*About this task*.
Which lines of the data below contain "dirt"? Please show them all.

*Stored records*.
━━━━━━

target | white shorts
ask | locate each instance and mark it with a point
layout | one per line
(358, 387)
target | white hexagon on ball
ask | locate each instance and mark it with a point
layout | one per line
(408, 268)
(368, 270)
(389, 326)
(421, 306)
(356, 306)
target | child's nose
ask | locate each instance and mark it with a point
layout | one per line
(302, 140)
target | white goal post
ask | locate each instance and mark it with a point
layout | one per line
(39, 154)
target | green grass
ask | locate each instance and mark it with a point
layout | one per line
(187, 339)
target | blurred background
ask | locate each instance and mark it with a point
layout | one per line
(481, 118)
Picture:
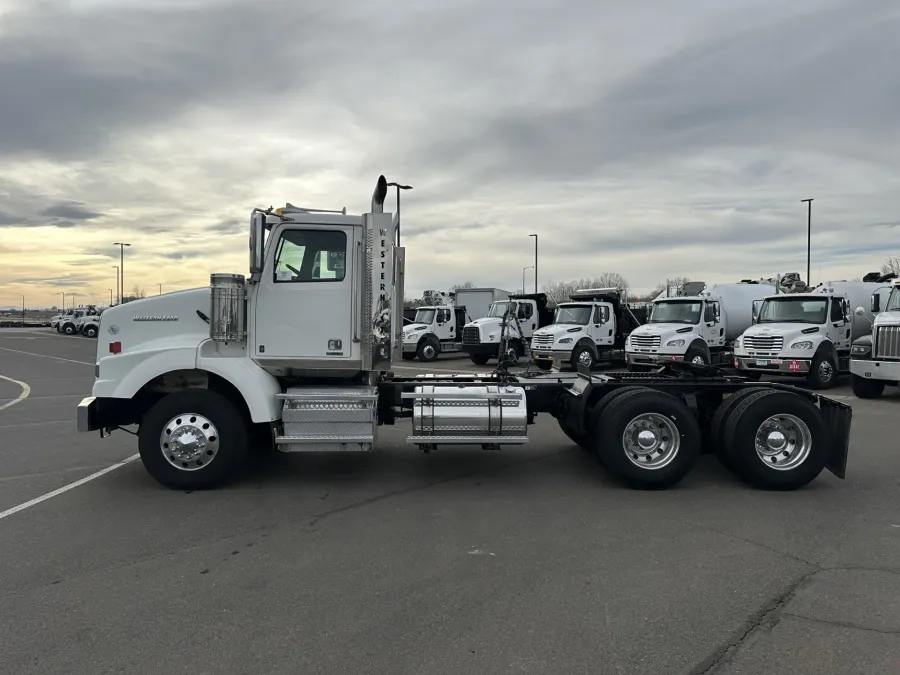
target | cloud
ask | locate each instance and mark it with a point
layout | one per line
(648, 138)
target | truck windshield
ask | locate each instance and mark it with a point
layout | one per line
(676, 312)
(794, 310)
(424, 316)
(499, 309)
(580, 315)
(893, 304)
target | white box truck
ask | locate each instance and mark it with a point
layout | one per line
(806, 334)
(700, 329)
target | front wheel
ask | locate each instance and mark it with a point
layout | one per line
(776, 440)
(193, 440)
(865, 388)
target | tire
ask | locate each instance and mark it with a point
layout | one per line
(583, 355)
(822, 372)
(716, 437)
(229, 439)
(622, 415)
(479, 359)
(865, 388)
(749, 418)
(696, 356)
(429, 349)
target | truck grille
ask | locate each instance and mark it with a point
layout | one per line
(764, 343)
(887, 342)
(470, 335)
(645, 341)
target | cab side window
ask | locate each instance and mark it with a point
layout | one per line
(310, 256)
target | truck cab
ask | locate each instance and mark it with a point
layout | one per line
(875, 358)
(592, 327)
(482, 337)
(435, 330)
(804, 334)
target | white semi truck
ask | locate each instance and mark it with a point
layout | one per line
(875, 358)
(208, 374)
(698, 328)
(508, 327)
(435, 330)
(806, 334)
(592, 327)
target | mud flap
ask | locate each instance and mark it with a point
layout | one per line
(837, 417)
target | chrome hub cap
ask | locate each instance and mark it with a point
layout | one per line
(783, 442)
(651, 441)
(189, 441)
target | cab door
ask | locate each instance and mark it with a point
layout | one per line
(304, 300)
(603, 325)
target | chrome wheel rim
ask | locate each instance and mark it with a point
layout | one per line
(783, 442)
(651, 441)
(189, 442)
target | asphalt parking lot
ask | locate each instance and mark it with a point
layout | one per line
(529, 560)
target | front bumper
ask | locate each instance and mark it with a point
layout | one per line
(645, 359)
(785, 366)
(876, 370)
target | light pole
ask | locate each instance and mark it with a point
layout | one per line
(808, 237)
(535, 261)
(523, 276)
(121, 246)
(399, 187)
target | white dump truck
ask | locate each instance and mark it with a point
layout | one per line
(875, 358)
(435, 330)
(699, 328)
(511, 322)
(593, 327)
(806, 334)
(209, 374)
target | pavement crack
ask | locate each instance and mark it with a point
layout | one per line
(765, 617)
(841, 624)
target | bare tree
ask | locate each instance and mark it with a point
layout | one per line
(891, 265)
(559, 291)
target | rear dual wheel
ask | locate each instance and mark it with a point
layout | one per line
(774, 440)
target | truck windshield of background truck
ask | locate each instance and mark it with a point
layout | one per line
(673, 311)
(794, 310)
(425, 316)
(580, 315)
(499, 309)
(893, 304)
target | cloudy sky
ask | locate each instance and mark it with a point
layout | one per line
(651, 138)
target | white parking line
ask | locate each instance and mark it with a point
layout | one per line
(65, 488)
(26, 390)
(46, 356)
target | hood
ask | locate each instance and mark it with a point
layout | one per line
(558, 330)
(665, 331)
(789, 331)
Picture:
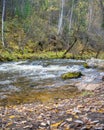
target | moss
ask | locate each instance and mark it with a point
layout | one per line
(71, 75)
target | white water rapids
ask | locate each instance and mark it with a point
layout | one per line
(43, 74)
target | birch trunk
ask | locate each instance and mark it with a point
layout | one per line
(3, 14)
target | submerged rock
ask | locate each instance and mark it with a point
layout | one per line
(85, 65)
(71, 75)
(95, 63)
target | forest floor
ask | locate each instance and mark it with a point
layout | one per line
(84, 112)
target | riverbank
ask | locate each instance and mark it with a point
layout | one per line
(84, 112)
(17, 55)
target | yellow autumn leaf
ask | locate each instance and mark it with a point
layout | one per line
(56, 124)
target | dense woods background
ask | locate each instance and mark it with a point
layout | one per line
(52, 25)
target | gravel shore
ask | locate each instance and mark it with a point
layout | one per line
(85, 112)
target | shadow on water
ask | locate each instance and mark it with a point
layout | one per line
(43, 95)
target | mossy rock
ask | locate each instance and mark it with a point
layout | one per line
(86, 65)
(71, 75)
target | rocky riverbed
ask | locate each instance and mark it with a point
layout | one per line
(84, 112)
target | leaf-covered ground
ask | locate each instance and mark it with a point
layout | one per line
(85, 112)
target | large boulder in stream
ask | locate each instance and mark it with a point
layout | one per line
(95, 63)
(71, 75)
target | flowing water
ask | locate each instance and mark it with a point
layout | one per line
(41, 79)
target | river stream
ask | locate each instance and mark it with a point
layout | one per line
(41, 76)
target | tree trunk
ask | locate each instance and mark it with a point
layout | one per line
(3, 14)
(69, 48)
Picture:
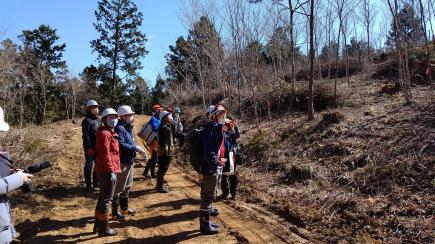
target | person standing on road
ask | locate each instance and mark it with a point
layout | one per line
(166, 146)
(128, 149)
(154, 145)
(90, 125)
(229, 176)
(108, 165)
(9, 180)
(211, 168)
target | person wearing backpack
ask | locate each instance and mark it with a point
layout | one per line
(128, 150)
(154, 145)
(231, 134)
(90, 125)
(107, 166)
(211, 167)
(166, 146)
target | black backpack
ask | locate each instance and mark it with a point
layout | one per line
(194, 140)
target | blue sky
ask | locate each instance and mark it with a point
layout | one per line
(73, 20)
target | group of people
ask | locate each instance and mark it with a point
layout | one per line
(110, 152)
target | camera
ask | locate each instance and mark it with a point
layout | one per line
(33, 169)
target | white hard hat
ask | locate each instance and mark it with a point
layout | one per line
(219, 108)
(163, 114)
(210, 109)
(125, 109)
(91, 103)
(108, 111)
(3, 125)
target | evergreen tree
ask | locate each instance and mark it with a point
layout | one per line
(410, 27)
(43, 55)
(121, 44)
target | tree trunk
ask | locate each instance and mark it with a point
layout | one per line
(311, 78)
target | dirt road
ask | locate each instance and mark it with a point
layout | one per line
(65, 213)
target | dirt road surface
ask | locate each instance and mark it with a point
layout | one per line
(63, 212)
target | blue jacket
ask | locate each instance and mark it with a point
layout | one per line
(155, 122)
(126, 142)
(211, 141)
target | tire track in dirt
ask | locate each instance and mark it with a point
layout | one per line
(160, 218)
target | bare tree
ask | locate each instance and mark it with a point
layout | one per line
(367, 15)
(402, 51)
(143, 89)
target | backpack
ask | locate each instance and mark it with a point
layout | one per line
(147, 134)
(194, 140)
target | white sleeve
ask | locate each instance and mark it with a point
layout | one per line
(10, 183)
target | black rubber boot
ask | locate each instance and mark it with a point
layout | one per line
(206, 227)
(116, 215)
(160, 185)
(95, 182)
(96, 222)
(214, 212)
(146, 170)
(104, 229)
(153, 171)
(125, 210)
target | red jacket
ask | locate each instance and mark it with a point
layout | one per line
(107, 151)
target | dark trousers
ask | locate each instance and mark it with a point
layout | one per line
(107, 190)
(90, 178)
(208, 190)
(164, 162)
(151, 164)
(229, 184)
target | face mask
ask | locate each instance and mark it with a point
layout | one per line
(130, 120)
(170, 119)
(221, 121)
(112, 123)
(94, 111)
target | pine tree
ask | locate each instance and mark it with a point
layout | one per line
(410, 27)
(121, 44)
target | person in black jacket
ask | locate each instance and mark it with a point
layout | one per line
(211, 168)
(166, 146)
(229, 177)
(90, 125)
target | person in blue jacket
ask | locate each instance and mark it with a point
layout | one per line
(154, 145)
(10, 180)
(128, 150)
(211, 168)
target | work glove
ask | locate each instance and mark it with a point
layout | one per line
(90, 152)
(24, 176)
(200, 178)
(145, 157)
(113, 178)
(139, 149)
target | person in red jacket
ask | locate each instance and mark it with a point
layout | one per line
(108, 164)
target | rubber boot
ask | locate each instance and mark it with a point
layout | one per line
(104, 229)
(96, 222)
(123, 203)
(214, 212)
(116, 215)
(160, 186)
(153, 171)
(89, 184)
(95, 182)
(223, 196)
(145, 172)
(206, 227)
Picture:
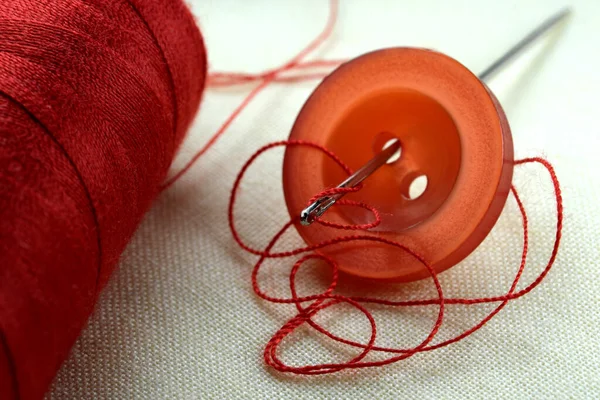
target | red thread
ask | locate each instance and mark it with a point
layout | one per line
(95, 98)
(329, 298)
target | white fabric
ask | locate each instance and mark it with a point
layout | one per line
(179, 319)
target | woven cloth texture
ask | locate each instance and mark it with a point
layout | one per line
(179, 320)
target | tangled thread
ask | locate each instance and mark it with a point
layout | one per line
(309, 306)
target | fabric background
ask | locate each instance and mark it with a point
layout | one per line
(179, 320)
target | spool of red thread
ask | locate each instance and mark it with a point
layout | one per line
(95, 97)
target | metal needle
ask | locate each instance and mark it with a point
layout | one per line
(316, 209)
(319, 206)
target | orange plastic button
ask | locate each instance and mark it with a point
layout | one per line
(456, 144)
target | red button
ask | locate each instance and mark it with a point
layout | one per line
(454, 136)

━━━━━━

*Answer to this task*.
target | dirt road
target | dirt road surface
target | tire track in dirt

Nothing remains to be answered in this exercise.